__Instructions to follow__. Set down the data again exactly. Pictures are not part of the copy.

__Provided entries__.
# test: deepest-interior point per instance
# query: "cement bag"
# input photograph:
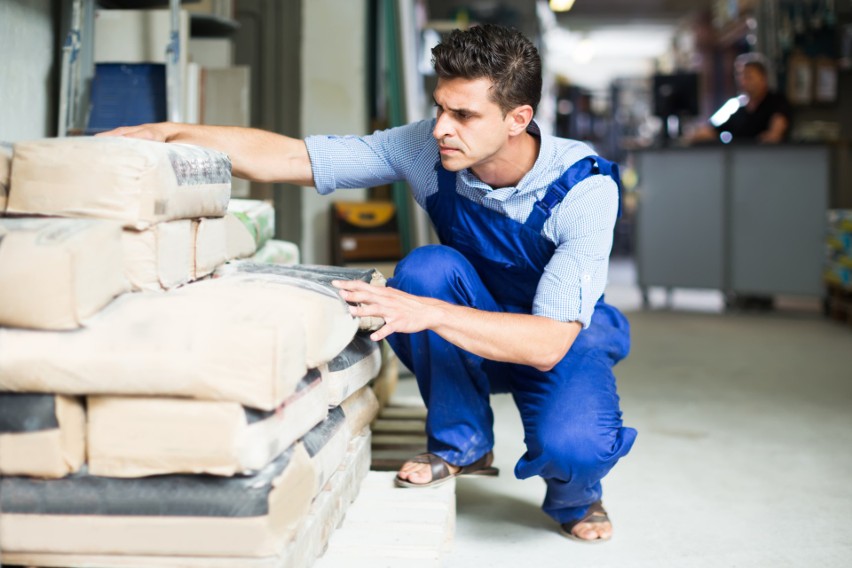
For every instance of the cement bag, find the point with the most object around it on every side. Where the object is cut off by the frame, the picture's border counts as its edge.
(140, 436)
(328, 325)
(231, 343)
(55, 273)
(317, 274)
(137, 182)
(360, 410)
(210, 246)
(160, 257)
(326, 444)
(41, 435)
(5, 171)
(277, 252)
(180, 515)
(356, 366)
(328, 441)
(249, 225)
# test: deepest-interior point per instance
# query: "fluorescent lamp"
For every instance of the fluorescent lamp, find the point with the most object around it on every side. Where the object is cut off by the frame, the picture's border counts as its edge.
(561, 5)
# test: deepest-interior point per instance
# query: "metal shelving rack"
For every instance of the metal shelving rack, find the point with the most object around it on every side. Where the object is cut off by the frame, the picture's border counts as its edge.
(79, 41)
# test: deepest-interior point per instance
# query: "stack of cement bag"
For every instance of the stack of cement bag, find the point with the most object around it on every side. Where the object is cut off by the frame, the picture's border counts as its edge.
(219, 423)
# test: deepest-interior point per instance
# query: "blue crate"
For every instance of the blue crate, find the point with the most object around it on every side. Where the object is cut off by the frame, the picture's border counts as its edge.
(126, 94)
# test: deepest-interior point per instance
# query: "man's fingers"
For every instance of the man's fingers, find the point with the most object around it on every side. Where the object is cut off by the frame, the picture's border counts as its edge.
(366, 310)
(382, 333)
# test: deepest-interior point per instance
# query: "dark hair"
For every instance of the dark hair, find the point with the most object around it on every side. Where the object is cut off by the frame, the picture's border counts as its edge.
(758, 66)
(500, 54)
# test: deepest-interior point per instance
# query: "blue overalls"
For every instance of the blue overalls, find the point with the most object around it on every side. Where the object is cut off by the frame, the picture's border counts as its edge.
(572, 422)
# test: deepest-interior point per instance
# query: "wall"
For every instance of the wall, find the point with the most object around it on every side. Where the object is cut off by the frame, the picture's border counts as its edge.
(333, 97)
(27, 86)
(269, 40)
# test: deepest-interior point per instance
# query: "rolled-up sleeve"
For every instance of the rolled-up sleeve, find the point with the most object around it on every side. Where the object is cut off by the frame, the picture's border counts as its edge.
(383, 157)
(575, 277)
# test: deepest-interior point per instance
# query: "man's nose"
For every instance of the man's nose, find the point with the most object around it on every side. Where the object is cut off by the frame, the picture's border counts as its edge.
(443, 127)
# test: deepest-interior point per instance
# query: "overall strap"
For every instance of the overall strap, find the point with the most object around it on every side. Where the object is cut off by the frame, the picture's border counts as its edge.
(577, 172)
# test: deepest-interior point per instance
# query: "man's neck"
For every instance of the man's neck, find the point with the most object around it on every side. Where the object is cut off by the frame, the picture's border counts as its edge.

__Answer to the problem__.
# test: deepest-interior point per instance
# query: "cement bag"
# input photograph:
For every instance of the cement bag, find the point with the most object around it on every side. Where the object is cut off by the frame, the picture's border counts as its edge.
(140, 436)
(328, 325)
(231, 343)
(55, 273)
(317, 274)
(137, 182)
(360, 410)
(210, 246)
(160, 257)
(326, 444)
(41, 435)
(5, 171)
(277, 252)
(180, 515)
(356, 366)
(328, 441)
(249, 225)
# test: deepest-interior point per instance
# query: "fluorescent lamp"
For every instance of the fluorescent lamp, find the point with the most object around it on every side. Where the object is cut off by the frame, the picture's border counts as its edge.
(561, 5)
# test: deepest-interior point per instance
# query: "metal shelving rack"
For every instance of the metal shelving rack, find the point with the most object around it on every side. Where the object is cut off by the frame, the picture's border counts as its edge.
(79, 41)
# test: deepest-interior point per instance
# query: "stack of cement bag"
For every instance of the stack of cement bag, find the point with the most object around it on every side. Where the object is cut off by the frame, the picture's border counts as its edge.
(219, 423)
# test: deepest-interior point per instance
# query: "blue crate"
For every instance of the blue crate, find the point with the most object around it on every side. Where the object is cut off by the frame, the picture's border counts as its edge.
(126, 94)
# test: deepest-interior point per instance
# query: "man's fingers"
For every instance of the man's fingers, find the point with the most object around it on every side. Where the object is cut off by the frame, the picture's border counts as its edge.
(366, 310)
(382, 333)
# test: deepest-interior point per instance
# query: "dark hair"
For every instance of the dark hair, find the point with the most object around it on every side. Where the object is cut off by the frame, the picture's border counts as its edge.
(758, 66)
(500, 54)
# test: deepest-interior point per instance
# query: "blue overalls"
For every instance of the blue overalls, find the point with the most object around it on every side. Where the object is cut off by the frame, the picture's border counts as its edge.
(572, 422)
# test: deepest-interior point per instance
# query: "wall"
For every instance of the wall, find the point with the most object around it on every side. Where the object is cut off by the frame, the picture's border counts as its edge.
(333, 97)
(27, 86)
(269, 40)
# test: deepest-interior point per instance
# query: "rolled-up sleeve"
For every instance of the rolled-up sleeve, find the point with the most object around it on every side. Where the object is cut off by the frame, the picture's border counts as its edge.
(383, 157)
(575, 277)
# test: deepest-interior point per instance
# query: "man's nose"
For every instance of the man's nose, find the point with the most object around it on every side. Where the object is cut off by the frame, the picture's border counts as its edge.
(443, 127)
# test: deepest-interior point per instance
# query: "overall strap"
For every instance of the overall strap, find the point with the most object around it on every side. Where the object is cut off by the frame, the picture's border counts as its edge.
(577, 172)
# test: deepest-interior point per instance
# query: "man's neck"
For every instance of the man's neck, find the point with the most object around it on every side. Where the object is cut off by the frame, the picture's border counts as its edge.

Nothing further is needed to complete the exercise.